[AIM OF THE TASK]
Find every line in the rows below that contains the word "stem" and copy each of those lines.

>> Start LISTED ENTRIES

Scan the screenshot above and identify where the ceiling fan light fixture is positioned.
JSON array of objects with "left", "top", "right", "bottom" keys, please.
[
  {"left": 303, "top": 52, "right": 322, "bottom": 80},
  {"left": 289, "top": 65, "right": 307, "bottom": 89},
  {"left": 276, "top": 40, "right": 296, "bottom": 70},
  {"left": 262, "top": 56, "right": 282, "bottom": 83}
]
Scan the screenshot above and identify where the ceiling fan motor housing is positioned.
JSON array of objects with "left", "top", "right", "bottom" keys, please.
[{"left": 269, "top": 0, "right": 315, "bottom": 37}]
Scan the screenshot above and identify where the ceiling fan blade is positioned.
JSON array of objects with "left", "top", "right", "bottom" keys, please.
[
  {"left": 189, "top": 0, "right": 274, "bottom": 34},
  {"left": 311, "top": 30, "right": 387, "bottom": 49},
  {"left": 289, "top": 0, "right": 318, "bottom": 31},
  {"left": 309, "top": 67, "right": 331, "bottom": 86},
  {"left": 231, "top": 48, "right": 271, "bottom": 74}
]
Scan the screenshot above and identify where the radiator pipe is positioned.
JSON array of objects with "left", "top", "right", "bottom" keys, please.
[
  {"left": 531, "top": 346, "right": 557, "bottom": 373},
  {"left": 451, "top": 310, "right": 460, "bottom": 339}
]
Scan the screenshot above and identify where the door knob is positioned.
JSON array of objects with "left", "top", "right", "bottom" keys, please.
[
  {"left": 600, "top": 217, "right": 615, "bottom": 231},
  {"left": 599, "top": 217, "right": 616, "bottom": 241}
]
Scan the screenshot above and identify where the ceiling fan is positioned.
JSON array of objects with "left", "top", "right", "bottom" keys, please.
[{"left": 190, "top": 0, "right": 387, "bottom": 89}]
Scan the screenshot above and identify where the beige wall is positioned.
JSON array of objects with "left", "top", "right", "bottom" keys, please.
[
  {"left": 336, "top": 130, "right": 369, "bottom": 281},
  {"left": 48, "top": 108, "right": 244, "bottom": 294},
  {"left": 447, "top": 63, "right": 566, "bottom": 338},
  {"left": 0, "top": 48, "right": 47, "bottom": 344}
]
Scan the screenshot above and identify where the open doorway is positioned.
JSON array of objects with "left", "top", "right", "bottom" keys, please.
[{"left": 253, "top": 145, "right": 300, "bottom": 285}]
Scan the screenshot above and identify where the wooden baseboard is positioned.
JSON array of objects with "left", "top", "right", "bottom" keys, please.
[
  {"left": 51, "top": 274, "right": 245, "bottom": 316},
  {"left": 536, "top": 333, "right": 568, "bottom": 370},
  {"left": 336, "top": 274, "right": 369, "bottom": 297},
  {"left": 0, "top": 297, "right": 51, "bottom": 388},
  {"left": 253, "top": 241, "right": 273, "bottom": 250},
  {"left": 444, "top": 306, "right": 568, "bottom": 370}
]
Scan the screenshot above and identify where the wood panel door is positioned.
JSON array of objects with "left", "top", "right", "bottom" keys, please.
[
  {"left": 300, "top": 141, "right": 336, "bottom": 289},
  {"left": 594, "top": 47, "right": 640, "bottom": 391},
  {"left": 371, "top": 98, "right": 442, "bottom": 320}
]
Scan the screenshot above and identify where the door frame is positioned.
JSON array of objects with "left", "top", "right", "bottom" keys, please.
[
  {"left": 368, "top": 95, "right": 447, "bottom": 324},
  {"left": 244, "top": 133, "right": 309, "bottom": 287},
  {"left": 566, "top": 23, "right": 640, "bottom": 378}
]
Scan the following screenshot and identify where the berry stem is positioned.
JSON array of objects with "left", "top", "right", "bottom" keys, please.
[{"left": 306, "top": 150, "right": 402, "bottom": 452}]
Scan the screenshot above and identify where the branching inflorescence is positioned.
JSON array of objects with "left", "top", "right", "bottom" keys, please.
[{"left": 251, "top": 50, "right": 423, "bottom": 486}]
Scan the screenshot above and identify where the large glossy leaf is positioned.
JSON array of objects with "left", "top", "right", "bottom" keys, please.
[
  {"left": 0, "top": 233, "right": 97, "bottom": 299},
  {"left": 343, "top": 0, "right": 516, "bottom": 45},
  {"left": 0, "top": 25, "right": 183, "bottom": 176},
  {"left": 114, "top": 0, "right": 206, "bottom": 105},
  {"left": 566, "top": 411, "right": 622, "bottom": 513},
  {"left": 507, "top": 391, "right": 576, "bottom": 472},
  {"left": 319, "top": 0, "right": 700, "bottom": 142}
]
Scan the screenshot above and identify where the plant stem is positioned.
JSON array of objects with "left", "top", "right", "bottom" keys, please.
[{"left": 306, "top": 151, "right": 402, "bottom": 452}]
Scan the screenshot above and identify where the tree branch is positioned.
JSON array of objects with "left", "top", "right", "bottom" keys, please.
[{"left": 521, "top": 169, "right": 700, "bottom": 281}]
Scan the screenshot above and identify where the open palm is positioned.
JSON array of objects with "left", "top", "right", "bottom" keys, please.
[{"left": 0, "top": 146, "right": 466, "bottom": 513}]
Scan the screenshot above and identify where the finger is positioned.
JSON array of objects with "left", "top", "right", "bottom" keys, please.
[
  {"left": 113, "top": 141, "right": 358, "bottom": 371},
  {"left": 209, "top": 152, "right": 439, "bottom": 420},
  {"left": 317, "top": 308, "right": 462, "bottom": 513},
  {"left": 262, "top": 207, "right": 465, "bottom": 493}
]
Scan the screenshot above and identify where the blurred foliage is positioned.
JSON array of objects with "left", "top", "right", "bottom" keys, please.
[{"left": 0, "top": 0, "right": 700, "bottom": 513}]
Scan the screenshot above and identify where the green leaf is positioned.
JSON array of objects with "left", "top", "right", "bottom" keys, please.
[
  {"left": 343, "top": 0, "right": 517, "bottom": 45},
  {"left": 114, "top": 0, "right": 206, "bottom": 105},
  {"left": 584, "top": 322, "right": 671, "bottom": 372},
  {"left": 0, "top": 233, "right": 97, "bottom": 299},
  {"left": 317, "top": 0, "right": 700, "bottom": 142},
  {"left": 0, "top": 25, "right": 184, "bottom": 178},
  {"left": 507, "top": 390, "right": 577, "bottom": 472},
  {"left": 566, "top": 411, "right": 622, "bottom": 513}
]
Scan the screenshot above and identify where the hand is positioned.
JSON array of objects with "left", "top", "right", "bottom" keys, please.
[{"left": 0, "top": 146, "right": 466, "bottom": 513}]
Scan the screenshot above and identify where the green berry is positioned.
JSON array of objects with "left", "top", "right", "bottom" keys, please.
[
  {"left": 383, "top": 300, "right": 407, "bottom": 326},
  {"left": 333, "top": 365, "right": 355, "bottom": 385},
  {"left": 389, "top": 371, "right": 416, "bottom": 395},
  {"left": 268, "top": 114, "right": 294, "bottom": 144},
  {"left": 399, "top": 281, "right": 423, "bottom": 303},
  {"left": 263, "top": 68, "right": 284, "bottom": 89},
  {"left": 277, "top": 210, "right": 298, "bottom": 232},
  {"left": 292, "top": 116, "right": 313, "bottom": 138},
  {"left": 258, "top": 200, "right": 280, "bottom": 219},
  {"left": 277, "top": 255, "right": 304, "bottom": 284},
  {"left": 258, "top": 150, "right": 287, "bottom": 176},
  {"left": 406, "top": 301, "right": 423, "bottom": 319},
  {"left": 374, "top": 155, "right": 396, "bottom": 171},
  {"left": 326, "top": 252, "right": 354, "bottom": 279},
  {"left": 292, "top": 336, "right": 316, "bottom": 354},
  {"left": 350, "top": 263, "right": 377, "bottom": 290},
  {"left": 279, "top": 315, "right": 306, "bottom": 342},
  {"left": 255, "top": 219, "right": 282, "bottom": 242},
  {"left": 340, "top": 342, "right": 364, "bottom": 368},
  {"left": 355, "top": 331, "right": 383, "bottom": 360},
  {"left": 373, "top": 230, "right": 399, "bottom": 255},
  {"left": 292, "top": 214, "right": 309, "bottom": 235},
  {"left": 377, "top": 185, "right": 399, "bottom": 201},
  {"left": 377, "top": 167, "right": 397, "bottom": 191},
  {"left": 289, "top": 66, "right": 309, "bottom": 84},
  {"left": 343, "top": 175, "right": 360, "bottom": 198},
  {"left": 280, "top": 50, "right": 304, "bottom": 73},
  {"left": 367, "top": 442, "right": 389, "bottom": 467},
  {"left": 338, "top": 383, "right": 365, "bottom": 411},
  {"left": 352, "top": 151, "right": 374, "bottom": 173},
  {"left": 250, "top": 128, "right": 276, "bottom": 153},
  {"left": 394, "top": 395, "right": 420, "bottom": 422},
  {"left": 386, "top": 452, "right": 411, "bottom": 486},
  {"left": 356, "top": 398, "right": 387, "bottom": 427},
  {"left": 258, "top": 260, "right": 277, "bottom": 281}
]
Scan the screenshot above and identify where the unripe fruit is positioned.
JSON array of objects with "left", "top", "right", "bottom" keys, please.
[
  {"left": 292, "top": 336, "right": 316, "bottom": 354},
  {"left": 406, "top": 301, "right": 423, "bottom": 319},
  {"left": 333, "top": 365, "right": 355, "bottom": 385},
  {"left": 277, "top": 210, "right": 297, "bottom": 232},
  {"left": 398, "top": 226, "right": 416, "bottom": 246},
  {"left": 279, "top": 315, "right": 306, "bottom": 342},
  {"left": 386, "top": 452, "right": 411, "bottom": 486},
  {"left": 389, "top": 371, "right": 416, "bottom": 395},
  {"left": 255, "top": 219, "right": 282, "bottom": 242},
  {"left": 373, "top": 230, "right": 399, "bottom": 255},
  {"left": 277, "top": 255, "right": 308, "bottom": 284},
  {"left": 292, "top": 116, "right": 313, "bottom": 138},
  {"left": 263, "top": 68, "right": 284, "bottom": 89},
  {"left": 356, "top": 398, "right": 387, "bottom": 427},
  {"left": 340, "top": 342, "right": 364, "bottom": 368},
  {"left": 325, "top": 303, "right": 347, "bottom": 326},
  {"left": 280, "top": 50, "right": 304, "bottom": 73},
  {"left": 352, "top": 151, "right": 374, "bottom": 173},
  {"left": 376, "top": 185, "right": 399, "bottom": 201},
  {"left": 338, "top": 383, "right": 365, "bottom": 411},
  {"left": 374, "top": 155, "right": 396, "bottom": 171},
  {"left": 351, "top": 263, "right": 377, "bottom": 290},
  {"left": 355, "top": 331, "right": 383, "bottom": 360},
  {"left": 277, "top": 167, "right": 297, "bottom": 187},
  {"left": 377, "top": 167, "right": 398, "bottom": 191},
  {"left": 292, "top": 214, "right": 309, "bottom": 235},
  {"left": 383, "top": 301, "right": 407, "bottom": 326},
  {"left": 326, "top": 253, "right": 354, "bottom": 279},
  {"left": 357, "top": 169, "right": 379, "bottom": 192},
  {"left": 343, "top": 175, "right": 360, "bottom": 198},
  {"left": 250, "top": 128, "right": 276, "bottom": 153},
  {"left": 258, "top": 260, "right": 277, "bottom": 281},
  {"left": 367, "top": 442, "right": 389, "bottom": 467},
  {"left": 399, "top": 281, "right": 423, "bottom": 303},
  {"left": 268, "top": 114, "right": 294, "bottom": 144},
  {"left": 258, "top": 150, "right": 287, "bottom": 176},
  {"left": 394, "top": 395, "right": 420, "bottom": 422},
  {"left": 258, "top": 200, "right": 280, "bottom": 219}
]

>> End LISTED ENTRIES

[WRITTEN REPLY]
Scan the following screenshot and identify where the berry stem is positioned.
Scan the screenshot above and identify where the plant stem is positioned.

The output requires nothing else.